*** THE DATA

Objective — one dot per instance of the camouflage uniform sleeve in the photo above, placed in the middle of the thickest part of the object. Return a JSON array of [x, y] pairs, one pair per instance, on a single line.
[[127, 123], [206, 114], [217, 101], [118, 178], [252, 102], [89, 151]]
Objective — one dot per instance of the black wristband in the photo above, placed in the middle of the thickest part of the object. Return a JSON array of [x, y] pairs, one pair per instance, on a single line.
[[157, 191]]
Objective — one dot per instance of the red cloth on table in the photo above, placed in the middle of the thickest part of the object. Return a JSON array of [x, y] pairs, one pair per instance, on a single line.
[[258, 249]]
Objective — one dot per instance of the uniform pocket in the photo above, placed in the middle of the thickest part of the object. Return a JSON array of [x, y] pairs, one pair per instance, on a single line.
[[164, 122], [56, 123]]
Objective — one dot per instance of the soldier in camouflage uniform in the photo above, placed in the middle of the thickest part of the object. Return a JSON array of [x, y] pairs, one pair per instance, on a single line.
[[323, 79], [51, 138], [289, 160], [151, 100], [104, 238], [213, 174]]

******

◆ WHAT YOU SHOULD DO:
Copy every line of the records above word for word, without changing anything.

◆ OUTPUT OF THE EXERCISE:
Objective — one dot per instance of the camouflage uniform sleeve in the photo above, placed in the middle of the thickest part of the object. Return a JSON array of [x, y] pairs, one pair per instance, on a single line.
[[127, 123], [206, 114], [217, 101], [118, 178], [252, 102], [89, 151]]
Objective — one dot per instance of the black wristband in the photo above, placed in the middle of the thickest part of the object. Return a JSON array of [x, y] pairs, one pair per instance, on a single line.
[[157, 191]]
Objective — one dot per instance of the red cloth on table in the photo above, placed in the middle of the thickest part of the object. Return a JSON array of [x, y] pairs, one pair per instance, on a single line.
[[258, 249]]
Objective — one dot per instance of the uniform pocket in the photo above, placed in the middle of the thickest part of the object. Return a JSON array of [x, y] pairs, one pair per instance, on a single line.
[[164, 122], [56, 123]]
Objective — one dot per instance of the soldier in camouflage uniform in the photo above, placed in the middle of the thickest part of the object. Return a JSON array of [x, y] pairs, one pair per instance, on a single line.
[[323, 79], [51, 138], [289, 160], [151, 100], [104, 238], [213, 174]]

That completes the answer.